Handling a Large Universe of Stock Price Data in R: Profiling with profvis

Posted on May 22, 2020 by Kris Longmore
No Comments
240 Views

Recently, we wrote about calculating mean rolling pairwise correlations between the constituent stocks of an ETF.

The tidyverse tools dplyr and slider solve this somewhat painful data wrangling operation about as elegantly and intuitively as possible.

Why did you want to do that?

We’re building a statistical arbitrage strategy that relies on indexation-driven trading in the constituents. We wrote about an early foray into this trade – we’re now taking the concepts a bit further.

But what about the problem of scaling it up?

When we performed this operation on the constituents of the XLF ETF, our largest intermediate dataframe consisted of around 3-million rows, easily within the capabilities of modern laptops.

XLF currently holds 68 constituent stocks. So for any day, we have  \frac{68*67}{2} = 2,278 correlations to estimate (67 because we don’t want the diagonal of the correlation matrix, take half as we only need its upper or lower triangle).

━━━━

What you need to do ->
1 – Copy from the post on stock price data in R the passage starting at "Why did you" and ending at "scaling it up?".
2 – Name every software tool or package the post on stock price data in R mentions by name, counting the title but not R itself.

━━━━

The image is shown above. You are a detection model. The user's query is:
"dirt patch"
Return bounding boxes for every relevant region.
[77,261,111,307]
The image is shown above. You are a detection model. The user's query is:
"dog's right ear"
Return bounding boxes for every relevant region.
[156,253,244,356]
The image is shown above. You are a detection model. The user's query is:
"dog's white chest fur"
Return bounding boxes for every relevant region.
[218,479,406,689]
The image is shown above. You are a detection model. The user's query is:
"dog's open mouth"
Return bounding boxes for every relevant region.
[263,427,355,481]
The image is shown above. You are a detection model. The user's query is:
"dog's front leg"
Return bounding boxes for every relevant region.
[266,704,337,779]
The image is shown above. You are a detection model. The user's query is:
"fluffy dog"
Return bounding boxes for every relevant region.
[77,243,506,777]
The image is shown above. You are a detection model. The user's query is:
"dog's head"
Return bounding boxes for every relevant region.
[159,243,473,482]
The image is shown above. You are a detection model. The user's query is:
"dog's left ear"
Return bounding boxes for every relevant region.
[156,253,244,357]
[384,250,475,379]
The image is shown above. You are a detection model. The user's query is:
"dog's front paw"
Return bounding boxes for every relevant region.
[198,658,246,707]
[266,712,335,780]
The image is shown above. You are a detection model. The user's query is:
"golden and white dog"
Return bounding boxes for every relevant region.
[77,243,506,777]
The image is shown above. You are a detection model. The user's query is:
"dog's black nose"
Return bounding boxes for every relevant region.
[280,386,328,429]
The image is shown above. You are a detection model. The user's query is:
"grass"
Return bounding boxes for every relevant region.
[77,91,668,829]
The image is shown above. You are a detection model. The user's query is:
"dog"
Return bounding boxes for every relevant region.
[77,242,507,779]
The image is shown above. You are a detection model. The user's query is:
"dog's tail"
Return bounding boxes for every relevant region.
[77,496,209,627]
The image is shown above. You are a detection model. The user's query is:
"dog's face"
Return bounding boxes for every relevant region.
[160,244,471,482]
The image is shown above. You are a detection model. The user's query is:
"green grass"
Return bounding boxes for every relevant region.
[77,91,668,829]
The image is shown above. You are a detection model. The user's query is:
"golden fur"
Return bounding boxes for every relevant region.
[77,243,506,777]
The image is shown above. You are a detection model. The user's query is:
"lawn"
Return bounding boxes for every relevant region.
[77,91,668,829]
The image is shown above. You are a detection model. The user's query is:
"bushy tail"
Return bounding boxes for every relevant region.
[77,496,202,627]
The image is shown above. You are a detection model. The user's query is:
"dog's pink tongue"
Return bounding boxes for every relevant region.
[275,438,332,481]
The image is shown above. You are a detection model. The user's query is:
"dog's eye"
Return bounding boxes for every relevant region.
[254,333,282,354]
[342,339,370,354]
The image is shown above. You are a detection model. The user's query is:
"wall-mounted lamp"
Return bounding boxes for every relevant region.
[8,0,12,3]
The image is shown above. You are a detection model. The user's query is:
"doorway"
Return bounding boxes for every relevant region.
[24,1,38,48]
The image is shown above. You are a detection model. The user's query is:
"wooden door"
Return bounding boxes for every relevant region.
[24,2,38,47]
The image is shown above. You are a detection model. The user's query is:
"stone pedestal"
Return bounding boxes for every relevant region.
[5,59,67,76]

━━━━

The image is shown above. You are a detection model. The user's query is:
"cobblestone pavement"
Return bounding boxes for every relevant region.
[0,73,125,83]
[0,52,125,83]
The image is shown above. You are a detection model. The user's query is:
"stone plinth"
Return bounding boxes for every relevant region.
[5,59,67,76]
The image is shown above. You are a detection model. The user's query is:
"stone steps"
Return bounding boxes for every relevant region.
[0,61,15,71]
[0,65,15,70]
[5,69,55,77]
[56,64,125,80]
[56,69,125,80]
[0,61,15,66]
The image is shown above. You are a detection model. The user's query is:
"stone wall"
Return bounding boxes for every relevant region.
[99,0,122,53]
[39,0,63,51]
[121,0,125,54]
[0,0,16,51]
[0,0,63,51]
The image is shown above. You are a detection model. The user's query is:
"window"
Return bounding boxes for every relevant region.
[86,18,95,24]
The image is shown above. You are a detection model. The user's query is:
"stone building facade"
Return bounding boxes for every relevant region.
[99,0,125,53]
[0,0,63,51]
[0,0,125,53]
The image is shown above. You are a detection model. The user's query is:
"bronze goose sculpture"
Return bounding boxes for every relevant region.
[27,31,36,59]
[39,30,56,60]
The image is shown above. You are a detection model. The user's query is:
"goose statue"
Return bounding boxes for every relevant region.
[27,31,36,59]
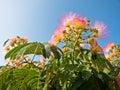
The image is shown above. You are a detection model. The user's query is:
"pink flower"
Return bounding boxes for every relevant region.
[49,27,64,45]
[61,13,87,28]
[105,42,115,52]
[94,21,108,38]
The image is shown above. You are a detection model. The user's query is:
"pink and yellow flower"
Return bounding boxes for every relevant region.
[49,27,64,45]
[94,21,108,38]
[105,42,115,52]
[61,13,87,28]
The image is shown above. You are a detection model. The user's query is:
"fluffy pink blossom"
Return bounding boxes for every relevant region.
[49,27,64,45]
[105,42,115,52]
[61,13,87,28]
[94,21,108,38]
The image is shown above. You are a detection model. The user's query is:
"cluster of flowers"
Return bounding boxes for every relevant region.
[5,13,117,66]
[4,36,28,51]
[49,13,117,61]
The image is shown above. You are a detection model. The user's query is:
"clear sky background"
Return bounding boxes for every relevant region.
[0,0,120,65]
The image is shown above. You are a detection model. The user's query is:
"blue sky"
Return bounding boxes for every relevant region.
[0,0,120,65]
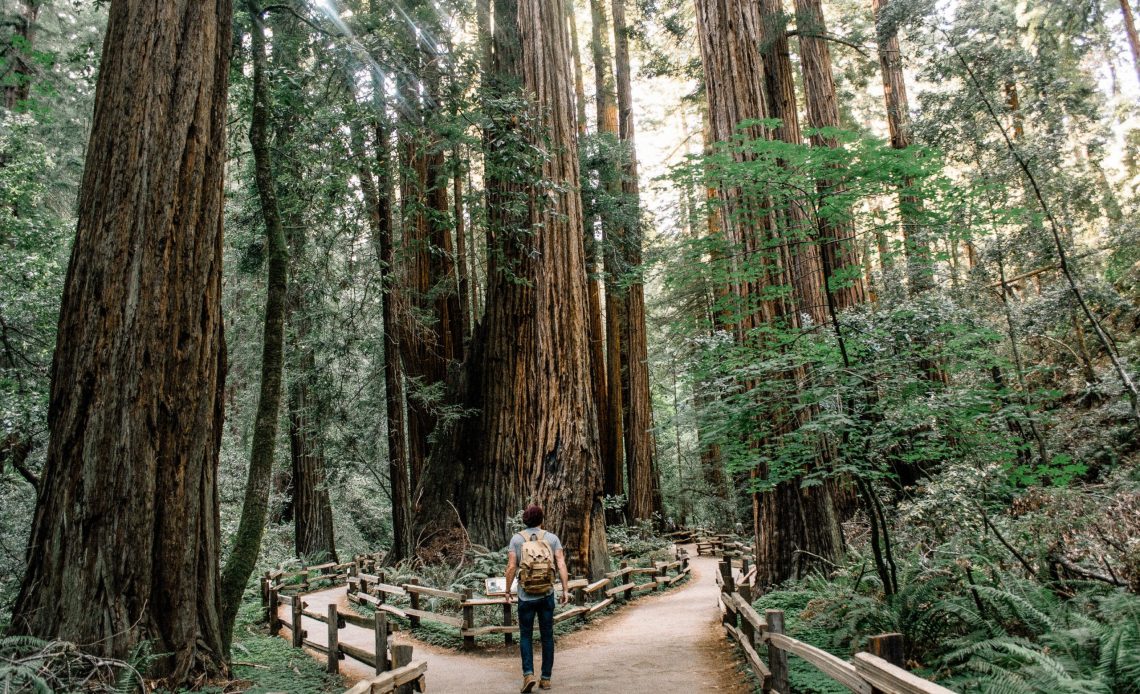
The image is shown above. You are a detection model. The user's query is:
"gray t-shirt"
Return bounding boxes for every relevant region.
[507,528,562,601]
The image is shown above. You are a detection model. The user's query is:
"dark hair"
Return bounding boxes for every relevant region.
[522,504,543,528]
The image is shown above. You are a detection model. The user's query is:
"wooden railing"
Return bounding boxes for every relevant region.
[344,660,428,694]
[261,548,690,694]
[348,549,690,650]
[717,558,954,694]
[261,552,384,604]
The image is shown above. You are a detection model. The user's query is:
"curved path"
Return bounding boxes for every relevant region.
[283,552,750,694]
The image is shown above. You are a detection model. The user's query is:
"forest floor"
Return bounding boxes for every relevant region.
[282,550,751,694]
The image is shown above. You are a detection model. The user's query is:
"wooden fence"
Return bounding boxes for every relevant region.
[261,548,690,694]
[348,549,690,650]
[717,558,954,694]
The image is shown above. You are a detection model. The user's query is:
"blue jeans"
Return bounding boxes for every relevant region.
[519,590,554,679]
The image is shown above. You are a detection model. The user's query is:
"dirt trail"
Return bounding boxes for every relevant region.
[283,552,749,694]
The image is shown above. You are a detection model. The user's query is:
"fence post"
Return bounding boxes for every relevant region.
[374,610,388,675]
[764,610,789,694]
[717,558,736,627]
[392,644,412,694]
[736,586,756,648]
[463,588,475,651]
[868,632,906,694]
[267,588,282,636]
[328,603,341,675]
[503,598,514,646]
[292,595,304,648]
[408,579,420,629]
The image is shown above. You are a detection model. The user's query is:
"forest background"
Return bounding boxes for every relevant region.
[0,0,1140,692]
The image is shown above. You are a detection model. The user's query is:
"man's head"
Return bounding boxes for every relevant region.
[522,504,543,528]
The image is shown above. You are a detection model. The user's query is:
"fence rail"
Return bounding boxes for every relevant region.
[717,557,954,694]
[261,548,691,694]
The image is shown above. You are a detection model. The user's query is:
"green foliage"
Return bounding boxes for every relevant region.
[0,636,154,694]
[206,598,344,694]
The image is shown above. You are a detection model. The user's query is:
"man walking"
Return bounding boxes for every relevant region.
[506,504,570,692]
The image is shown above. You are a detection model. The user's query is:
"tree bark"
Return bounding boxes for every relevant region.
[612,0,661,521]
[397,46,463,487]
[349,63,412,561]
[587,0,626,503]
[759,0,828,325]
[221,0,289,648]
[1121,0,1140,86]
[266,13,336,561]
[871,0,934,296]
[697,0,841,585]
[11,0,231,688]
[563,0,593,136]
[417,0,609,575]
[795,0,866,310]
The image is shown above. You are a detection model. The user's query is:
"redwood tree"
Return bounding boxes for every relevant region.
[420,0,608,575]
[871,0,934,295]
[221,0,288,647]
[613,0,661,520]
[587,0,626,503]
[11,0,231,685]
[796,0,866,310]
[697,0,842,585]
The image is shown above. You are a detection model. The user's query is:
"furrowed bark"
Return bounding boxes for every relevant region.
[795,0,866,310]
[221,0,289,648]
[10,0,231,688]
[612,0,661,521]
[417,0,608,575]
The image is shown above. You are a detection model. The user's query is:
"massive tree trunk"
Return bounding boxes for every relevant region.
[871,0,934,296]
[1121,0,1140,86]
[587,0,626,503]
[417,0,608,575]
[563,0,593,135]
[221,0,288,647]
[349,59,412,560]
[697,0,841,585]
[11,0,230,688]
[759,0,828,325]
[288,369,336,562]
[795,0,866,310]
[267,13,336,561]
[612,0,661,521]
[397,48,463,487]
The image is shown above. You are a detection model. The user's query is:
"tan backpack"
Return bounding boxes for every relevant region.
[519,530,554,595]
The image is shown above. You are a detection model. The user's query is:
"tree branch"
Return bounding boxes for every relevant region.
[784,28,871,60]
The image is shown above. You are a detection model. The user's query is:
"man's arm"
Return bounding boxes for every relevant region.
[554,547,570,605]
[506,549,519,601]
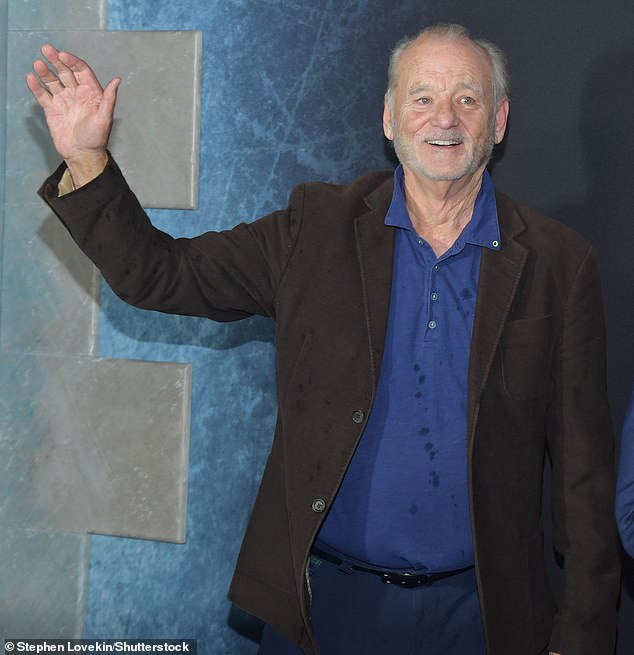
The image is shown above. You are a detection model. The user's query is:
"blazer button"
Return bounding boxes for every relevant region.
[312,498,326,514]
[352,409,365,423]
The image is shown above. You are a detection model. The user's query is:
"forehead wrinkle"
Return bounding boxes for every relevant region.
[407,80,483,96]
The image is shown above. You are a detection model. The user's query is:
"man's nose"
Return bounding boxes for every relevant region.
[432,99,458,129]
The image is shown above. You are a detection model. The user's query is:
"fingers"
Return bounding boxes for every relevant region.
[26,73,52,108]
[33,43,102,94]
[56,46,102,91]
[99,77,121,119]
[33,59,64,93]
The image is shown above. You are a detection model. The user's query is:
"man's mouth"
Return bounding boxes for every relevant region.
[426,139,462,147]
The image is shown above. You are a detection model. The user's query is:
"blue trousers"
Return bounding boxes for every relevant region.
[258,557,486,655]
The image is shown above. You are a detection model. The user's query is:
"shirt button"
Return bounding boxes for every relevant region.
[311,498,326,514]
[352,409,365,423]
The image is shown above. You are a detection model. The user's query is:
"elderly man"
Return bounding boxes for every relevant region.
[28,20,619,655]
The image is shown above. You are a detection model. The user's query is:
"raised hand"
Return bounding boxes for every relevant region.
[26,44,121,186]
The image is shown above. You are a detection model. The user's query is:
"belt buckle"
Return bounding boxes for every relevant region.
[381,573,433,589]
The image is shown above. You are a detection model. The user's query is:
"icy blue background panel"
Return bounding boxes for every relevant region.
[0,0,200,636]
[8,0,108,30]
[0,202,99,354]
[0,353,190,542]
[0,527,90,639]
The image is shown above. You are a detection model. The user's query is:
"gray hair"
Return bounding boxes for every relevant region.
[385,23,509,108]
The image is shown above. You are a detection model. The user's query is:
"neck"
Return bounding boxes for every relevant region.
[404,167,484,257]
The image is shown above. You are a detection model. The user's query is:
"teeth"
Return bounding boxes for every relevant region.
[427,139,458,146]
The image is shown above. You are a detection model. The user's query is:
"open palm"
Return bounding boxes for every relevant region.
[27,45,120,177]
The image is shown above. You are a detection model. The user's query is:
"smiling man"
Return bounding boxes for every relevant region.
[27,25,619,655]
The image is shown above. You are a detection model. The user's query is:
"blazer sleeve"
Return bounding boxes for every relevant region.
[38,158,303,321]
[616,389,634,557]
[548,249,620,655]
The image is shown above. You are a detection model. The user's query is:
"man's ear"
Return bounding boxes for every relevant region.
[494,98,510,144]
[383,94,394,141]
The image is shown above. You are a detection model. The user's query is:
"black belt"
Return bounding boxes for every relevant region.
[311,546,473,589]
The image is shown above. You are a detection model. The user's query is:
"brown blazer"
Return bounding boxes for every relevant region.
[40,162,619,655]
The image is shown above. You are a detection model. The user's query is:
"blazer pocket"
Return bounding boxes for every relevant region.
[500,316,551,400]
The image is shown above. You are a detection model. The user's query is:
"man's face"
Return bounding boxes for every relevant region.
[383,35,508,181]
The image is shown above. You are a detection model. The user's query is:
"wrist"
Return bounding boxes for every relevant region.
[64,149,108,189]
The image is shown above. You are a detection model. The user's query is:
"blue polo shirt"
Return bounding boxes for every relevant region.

━━━━

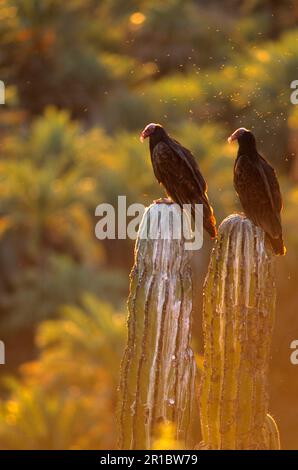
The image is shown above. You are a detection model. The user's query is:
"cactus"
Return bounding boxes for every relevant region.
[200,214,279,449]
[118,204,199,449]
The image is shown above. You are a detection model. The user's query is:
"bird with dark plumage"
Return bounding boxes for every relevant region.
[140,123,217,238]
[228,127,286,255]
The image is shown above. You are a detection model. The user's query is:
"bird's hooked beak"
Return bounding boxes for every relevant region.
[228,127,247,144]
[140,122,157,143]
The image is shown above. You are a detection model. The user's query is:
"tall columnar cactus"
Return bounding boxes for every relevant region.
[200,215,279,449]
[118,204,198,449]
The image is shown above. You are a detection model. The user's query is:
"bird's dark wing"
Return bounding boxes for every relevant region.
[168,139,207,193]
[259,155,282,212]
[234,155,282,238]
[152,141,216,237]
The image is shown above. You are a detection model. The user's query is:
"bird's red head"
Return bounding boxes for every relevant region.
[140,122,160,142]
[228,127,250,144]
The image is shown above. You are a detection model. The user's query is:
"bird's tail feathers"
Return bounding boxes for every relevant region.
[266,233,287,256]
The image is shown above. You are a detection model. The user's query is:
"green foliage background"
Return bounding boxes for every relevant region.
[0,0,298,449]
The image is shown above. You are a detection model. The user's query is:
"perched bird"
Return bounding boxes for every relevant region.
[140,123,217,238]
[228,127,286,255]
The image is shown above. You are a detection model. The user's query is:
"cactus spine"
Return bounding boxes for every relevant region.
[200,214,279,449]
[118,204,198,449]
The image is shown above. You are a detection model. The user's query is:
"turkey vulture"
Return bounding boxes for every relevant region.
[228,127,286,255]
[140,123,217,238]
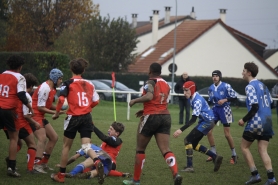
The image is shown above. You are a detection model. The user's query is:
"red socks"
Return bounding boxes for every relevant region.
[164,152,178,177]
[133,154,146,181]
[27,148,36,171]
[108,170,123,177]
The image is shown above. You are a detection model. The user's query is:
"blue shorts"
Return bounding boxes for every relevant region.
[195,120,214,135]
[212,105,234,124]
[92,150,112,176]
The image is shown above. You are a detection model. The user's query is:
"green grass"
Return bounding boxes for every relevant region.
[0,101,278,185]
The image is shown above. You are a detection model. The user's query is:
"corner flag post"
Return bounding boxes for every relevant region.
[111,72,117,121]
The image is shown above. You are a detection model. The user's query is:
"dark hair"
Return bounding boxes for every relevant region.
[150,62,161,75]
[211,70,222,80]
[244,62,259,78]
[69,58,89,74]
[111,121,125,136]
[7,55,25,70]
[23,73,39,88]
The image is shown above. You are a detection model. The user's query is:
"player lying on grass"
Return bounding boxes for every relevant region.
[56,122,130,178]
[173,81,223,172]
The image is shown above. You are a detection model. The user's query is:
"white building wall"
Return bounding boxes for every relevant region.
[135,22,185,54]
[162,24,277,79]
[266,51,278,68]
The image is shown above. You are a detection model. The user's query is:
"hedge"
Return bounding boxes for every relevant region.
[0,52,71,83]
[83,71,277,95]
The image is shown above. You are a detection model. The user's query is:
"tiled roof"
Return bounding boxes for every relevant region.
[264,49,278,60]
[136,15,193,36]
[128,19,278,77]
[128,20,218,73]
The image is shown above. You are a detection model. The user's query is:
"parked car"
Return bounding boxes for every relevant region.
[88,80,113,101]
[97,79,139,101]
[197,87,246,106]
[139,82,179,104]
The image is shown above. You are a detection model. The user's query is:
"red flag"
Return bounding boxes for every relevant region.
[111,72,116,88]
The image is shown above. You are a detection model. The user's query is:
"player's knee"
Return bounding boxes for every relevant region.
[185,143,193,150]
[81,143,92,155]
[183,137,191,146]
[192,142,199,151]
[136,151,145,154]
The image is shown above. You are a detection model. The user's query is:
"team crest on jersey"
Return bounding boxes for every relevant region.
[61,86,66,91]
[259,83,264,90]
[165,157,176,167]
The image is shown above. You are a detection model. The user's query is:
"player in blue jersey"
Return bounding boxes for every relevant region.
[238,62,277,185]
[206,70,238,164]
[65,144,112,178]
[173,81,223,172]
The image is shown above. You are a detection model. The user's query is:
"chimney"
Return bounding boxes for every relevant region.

━━━━

Outputs ->
1 –
Why did you want to do that?

We’re building a statistical arbitrage strategy that relies on indexation-driven trading in the constituents. We wrote about an early foray into this trade – we’re now taking the concepts a bit further.

But what about the problem of scaling it up?

2 –
- profvis
- tidyverse
- dplyr
- slider